> _TASK DATA_

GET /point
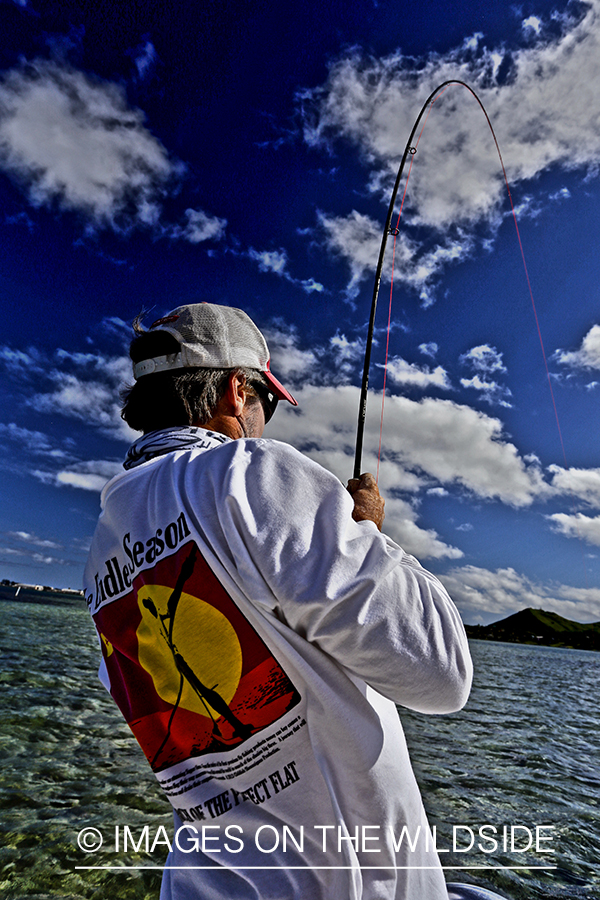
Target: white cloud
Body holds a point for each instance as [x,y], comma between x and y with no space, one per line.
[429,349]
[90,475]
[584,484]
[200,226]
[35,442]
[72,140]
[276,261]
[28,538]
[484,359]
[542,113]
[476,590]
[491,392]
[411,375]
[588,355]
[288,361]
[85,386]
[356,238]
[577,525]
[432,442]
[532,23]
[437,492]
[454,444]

---

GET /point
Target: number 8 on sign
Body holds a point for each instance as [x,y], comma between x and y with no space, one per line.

--

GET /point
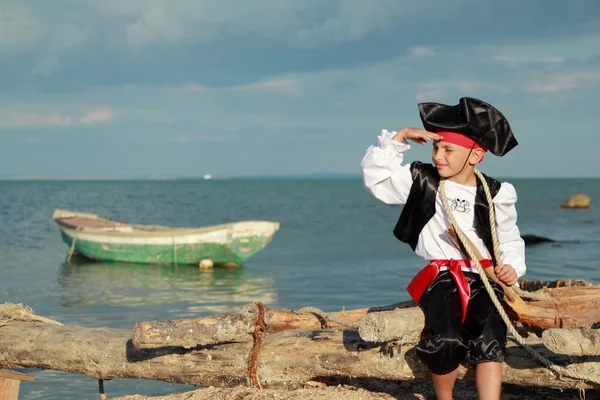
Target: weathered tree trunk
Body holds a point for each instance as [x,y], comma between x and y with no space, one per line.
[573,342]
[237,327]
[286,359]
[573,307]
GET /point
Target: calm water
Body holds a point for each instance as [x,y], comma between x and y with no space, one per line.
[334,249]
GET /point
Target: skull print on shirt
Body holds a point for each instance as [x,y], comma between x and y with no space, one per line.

> _WORK TO COMPLETE_
In the listing, how many lines carry the string "Target"? Answer with a number only.

> _SOLUTION TO THIS PROBLEM_
5